§ **WHAT NEEDS TO BE DONE**:
Output the data verbatim, minus the images.
*** INPUT DATA ***
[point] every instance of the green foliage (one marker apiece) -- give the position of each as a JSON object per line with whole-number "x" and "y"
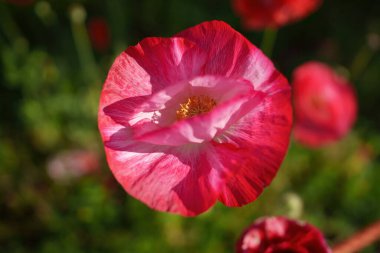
{"x": 50, "y": 81}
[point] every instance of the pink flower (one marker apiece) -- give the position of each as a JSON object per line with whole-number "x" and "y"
{"x": 195, "y": 118}
{"x": 71, "y": 164}
{"x": 261, "y": 14}
{"x": 325, "y": 105}
{"x": 278, "y": 235}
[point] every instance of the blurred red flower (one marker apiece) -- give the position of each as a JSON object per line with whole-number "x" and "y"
{"x": 99, "y": 33}
{"x": 71, "y": 164}
{"x": 279, "y": 235}
{"x": 195, "y": 118}
{"x": 324, "y": 103}
{"x": 261, "y": 14}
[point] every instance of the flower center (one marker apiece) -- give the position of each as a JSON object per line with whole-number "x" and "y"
{"x": 195, "y": 105}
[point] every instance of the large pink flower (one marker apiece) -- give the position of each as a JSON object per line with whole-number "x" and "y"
{"x": 280, "y": 235}
{"x": 195, "y": 118}
{"x": 261, "y": 14}
{"x": 325, "y": 105}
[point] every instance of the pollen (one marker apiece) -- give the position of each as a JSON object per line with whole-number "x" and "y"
{"x": 195, "y": 105}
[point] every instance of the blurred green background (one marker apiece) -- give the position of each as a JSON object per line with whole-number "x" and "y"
{"x": 56, "y": 191}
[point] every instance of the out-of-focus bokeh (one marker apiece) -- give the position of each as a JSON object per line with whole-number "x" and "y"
{"x": 56, "y": 191}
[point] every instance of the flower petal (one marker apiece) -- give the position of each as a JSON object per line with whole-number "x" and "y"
{"x": 163, "y": 178}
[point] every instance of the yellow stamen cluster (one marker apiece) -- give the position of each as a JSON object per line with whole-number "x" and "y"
{"x": 195, "y": 105}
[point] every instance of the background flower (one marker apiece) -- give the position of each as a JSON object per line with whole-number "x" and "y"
{"x": 324, "y": 103}
{"x": 280, "y": 234}
{"x": 99, "y": 33}
{"x": 260, "y": 14}
{"x": 183, "y": 162}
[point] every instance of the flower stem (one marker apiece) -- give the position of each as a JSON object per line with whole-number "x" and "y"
{"x": 269, "y": 39}
{"x": 360, "y": 240}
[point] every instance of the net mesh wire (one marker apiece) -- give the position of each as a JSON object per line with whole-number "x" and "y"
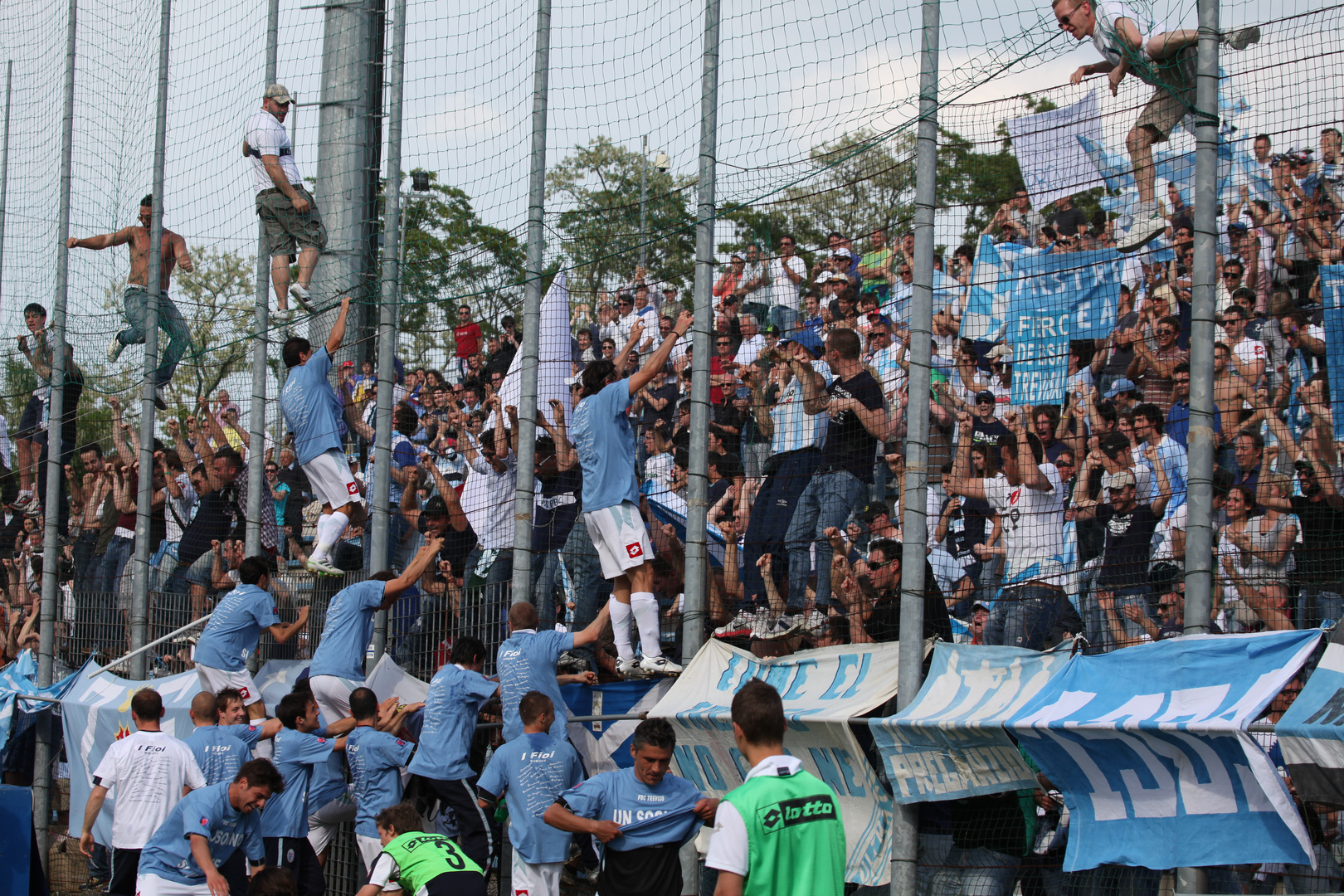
*** End of INPUT DATA ***
§ **SOLUTION FOR THIS EXERCISE**:
[point] every instance of the green foliage (one marker apiece) -- give the position of each as a JSON object per line with whole-number "x" and "y"
{"x": 50, "y": 81}
[point] every instance of the pink flower (one marker apiece) -- give the position of each as a JSON object per line with whole-number "x" and "y"
{"x": 195, "y": 118}
{"x": 71, "y": 164}
{"x": 261, "y": 14}
{"x": 325, "y": 105}
{"x": 278, "y": 235}
[point] every instance of the blurred red flower (one marker apiece) -- give the position of each as a JSON object per line with whole-number "x" and "y"
{"x": 99, "y": 33}
{"x": 71, "y": 164}
{"x": 279, "y": 235}
{"x": 195, "y": 118}
{"x": 324, "y": 103}
{"x": 261, "y": 14}
[point] every instance of the flower center (one marker apiece) -- give the position of each as a JSON object per line with whole-number "x" and "y"
{"x": 195, "y": 105}
[point] every instance of the large pink flower (one marker apiece) -- give the position of each as a JSON object per line with whole-number "x" and "y"
{"x": 280, "y": 235}
{"x": 195, "y": 118}
{"x": 261, "y": 14}
{"x": 325, "y": 105}
[point] every instance of the pollen (one marker apiece) -- give the position of each as a JSON object per line with whole-number "x" and "y"
{"x": 195, "y": 105}
[point] every instance of the blurred green background (one marker apiece) -- give the position of each as a JSON object per line with whole-number "x" and "y"
{"x": 56, "y": 191}
[point] every instance of the out-of-focus bokeh (one marker apiece) -- give the position of each as a JSON object per line with whole-number "x" and "y"
{"x": 56, "y": 191}
[point] every instance of the flower petal (one marker apiece) -- give the position of each as a JSON object per line with whole-number "x" and "y"
{"x": 163, "y": 178}
[point] every instance of the yellow stamen cluster (one marker apiece) -- give the position of each as a JSON object per line with whole-number "x" and "y"
{"x": 195, "y": 105}
[point] every instance of the background flower (one marker apiece) -- give the position of each as a JSON object per line with whole-number "x" and "y"
{"x": 324, "y": 103}
{"x": 280, "y": 234}
{"x": 99, "y": 33}
{"x": 260, "y": 14}
{"x": 183, "y": 162}
[point] every instance of the flower stem (one marker apiece) -- give the position of each as a JSON object per line with whole-number "x" and "y"
{"x": 269, "y": 39}
{"x": 360, "y": 240}
[point] every instance of the net mesh wire (one marker apiece) -- give the position of each as a JSON object per line with whole-number "x" and "y"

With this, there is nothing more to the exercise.